Input material -
>> Start

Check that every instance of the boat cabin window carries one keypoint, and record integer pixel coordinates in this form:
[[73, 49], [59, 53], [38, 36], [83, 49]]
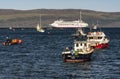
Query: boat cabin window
[[81, 44], [90, 37], [99, 37], [77, 44]]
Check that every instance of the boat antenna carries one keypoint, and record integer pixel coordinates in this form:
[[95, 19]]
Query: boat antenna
[[40, 20], [80, 16]]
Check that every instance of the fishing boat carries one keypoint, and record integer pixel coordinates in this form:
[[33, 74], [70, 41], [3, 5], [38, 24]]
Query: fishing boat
[[39, 27], [9, 42], [97, 38], [81, 52]]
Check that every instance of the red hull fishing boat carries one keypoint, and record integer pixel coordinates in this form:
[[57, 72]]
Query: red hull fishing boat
[[12, 42], [97, 39]]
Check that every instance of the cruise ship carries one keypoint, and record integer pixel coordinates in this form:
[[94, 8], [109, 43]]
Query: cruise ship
[[69, 24]]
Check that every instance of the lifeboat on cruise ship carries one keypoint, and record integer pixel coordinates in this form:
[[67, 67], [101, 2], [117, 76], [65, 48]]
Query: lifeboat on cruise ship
[[12, 42]]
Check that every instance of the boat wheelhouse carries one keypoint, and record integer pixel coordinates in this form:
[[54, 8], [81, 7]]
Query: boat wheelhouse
[[81, 52], [97, 39]]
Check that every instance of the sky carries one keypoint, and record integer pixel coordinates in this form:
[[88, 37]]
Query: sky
[[97, 5]]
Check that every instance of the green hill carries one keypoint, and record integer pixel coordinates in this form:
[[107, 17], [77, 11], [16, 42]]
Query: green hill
[[29, 18]]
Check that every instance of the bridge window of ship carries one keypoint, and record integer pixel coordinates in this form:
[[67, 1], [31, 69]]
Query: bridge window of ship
[[99, 37], [81, 44], [90, 37], [77, 45]]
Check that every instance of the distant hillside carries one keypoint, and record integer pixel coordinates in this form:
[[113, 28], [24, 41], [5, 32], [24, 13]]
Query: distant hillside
[[29, 18]]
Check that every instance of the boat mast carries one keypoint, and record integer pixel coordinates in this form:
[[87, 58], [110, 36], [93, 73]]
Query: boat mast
[[80, 16], [40, 21]]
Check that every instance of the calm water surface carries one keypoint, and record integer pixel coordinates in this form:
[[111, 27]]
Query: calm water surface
[[39, 57]]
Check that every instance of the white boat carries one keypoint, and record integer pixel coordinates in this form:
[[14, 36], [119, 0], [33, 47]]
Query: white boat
[[81, 52], [39, 27], [97, 38], [69, 24]]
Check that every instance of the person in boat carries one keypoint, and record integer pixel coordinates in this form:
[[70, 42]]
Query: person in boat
[[12, 41], [7, 42]]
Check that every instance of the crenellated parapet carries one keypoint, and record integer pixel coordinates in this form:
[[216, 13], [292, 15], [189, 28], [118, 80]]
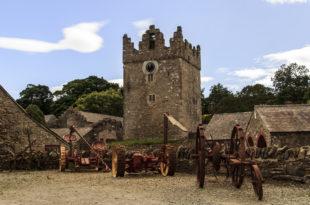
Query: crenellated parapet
[[152, 47]]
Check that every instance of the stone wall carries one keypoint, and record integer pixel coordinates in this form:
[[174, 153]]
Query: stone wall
[[291, 139], [19, 133], [175, 84]]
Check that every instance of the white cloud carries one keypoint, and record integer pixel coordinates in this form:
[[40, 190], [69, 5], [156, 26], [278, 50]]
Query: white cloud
[[206, 79], [300, 56], [286, 1], [253, 73], [266, 81], [118, 81], [142, 25], [81, 37], [55, 88], [223, 70], [232, 87]]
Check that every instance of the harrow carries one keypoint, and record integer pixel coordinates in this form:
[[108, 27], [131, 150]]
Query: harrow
[[233, 158]]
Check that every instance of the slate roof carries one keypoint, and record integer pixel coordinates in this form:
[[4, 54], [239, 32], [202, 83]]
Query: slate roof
[[96, 117], [221, 125], [285, 118], [35, 121], [64, 131]]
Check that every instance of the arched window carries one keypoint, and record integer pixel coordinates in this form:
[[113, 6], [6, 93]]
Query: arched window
[[250, 141], [261, 141]]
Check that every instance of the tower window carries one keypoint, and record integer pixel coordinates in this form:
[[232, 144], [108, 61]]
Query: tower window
[[151, 98], [152, 41], [150, 77], [150, 67]]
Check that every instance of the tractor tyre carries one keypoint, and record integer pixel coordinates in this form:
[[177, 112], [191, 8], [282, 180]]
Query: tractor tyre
[[62, 159], [118, 161]]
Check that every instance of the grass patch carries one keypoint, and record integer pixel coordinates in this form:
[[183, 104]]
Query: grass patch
[[142, 142]]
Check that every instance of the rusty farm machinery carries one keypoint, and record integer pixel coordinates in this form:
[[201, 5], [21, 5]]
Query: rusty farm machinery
[[165, 162], [70, 156], [232, 157]]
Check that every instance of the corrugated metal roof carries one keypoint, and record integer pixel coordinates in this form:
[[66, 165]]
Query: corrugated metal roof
[[285, 118], [221, 125]]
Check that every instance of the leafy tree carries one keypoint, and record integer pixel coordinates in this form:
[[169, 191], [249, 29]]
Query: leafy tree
[[291, 83], [39, 95], [35, 112], [255, 95], [106, 102], [76, 88], [228, 104]]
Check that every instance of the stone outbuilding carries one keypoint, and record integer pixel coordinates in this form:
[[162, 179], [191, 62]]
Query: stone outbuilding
[[92, 126], [221, 125], [20, 133], [280, 125]]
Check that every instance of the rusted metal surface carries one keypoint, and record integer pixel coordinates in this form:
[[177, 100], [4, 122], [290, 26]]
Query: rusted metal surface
[[233, 158], [72, 157], [164, 163]]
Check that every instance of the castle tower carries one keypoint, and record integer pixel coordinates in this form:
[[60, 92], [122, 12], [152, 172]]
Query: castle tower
[[159, 79]]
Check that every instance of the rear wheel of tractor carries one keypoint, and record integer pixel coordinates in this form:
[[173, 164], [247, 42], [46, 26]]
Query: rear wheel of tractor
[[118, 161], [167, 167], [62, 159]]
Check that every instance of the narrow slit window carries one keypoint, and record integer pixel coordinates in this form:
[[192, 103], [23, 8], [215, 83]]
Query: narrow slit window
[[151, 98], [152, 41], [150, 77]]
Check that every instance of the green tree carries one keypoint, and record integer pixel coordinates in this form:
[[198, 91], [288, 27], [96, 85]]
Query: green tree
[[291, 83], [76, 88], [108, 102], [35, 112], [255, 95], [39, 95]]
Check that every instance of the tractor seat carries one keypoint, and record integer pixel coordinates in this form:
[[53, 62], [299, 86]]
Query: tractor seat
[[99, 145]]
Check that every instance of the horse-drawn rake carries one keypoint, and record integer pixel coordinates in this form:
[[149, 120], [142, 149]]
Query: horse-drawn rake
[[233, 158], [165, 162], [69, 156]]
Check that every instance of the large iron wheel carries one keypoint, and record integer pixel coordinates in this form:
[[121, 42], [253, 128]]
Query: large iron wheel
[[167, 167], [62, 159], [257, 180], [118, 161], [237, 175], [200, 154]]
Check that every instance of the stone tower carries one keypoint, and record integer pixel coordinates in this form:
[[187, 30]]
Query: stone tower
[[159, 79]]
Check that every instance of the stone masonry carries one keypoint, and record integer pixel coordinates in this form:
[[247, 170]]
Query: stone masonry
[[159, 79], [19, 132]]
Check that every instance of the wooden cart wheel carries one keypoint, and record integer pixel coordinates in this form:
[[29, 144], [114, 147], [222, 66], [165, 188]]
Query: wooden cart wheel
[[62, 159], [237, 175], [168, 166], [118, 161], [257, 180], [200, 152]]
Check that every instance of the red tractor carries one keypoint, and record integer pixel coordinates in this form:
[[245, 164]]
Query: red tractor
[[96, 161], [165, 162]]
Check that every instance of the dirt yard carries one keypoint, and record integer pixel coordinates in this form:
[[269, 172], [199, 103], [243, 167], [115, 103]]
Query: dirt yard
[[53, 187]]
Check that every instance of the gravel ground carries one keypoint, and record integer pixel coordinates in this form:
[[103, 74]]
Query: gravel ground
[[53, 187]]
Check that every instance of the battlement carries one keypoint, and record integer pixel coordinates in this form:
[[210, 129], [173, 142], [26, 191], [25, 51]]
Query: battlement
[[152, 47]]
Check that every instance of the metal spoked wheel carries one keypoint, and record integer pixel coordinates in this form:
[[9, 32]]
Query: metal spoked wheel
[[257, 181], [62, 159], [167, 167], [200, 153], [118, 161]]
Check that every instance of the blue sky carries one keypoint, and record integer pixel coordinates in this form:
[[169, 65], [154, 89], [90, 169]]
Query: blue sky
[[242, 42]]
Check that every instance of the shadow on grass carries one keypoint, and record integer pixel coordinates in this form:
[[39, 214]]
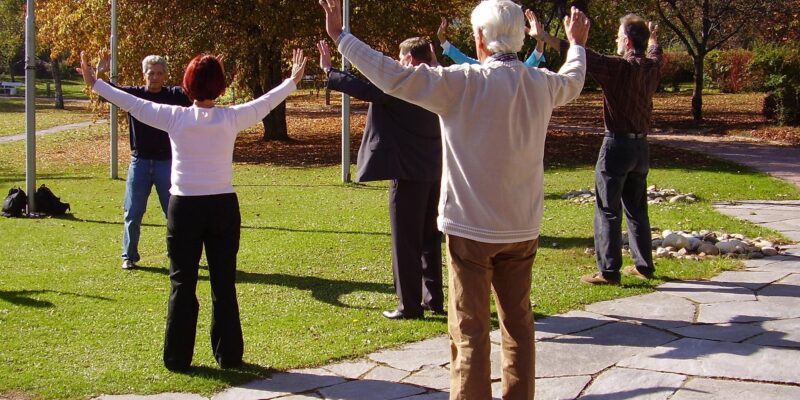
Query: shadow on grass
[[233, 376], [72, 217], [25, 297], [6, 177], [327, 291]]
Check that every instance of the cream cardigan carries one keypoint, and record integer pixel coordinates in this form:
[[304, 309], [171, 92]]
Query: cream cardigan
[[494, 119]]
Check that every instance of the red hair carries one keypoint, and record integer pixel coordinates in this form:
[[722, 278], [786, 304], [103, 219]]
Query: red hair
[[204, 78]]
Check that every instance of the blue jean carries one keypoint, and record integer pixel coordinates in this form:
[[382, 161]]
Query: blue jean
[[142, 175]]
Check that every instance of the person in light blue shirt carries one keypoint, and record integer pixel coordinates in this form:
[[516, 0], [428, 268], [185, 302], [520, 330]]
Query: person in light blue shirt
[[536, 57]]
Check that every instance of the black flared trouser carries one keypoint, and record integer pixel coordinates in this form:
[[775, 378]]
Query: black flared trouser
[[416, 245], [621, 185], [193, 222]]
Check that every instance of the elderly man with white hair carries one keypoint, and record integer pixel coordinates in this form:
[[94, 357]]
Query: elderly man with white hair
[[151, 154], [494, 118]]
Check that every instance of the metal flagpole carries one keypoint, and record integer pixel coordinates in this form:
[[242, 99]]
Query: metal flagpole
[[113, 116], [30, 104], [346, 105]]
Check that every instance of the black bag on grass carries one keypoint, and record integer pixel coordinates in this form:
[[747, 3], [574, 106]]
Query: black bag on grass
[[15, 203], [47, 202]]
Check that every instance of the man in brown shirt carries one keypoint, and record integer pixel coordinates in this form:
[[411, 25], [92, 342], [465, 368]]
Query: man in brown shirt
[[628, 83]]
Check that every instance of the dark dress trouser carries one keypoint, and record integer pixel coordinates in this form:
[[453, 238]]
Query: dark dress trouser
[[621, 184], [416, 245], [212, 221]]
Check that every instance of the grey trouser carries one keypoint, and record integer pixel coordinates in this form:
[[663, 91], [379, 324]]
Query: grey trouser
[[621, 185]]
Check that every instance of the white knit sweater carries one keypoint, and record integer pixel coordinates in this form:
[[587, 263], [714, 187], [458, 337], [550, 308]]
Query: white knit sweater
[[494, 120], [202, 139]]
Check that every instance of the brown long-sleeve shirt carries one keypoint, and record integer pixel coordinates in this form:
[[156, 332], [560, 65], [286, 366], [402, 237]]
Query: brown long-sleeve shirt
[[628, 83]]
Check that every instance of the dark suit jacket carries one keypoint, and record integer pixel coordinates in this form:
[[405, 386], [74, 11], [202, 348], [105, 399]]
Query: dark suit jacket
[[401, 140]]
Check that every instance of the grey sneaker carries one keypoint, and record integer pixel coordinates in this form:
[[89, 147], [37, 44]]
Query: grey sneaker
[[128, 264], [634, 272], [598, 279]]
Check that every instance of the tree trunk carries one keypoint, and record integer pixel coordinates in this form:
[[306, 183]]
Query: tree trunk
[[56, 70], [697, 95], [275, 121]]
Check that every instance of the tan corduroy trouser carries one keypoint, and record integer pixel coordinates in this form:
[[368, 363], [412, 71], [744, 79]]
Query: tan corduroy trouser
[[475, 269]]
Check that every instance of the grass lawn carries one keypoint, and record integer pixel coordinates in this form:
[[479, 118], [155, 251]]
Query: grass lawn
[[314, 269], [12, 114]]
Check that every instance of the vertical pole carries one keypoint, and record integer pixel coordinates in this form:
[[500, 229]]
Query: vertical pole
[[346, 105], [30, 104], [113, 117]]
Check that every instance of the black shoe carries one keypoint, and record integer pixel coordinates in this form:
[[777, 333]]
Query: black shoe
[[434, 310], [397, 314]]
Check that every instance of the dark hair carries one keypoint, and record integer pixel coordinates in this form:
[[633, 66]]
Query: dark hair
[[636, 29], [204, 78], [419, 48]]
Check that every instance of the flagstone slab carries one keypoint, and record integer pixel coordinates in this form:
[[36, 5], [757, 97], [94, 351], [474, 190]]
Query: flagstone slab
[[788, 266], [596, 349], [624, 383], [438, 343], [714, 389], [281, 384], [384, 373], [430, 396], [721, 332], [752, 280], [571, 322], [783, 333], [351, 370], [433, 378], [788, 287], [708, 358], [748, 311], [413, 359], [655, 309], [370, 390], [707, 292], [161, 396]]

>> End

What to do - Rewrite everything in the listing from the line containing "Check that every instance of the stone outbuilding" down through the line containing "175], [200, 154]]", renaming "keypoint" to "marker" and leaving all else unchanged.

Expected answer -
Check that every instance of the stone outbuilding carries one marker, and record integer pixel coordinates in this form:
[[162, 179], [191, 62]]
Query: stone outbuilding
[[92, 126], [221, 125], [20, 133], [280, 125]]
Check that every instance of the rusted metal surface carries one marker, and record integer pixel coordinates in this form:
[[177, 100], [4, 122], [290, 26]]
Query: rusted metal surface
[[233, 158], [72, 157], [164, 163]]
Check that every instance of the castle tower carries one marker, and record integer pixel coordinates in this form:
[[60, 92], [122, 12], [152, 172]]
Query: castle tower
[[159, 79]]
Check that every instance of the rear wheel of tractor carries one marker, and record integer pixel coordinates in this form:
[[173, 164], [247, 42], [46, 26]]
Query: rear wheel of tractor
[[118, 161], [167, 167], [62, 159]]
Check that every instance of the narrow slit window carries one marker, and record integer pixel coordinates in this form:
[[192, 103], [23, 8], [215, 83]]
Query: narrow slit window
[[151, 98], [152, 41], [150, 77]]
Check that every instance of the green tree carries one marker, and record integer pixel coordinates in this form:
[[198, 91], [288, 27], [96, 85]]
Query: green tree
[[291, 83], [76, 88], [108, 102], [35, 112], [255, 95], [39, 95]]
Check that every instance of the tractor seat carries one marker, and record integer pixel coordinates in this form:
[[53, 62], [299, 86]]
Query: tractor seat
[[99, 145]]
Check that every instance of the horse-drawn rake carries one marker, and record integer pixel coordinates in this form:
[[149, 120], [142, 149]]
Query: horse-drawn rake
[[233, 158], [165, 162], [69, 156]]
Check that every instance of the large iron wheel carries one marker, and record integer pixel coordinates in this form:
[[121, 42], [253, 128]]
Query: large iron wheel
[[167, 167], [62, 159], [257, 180], [118, 161], [237, 175], [200, 154]]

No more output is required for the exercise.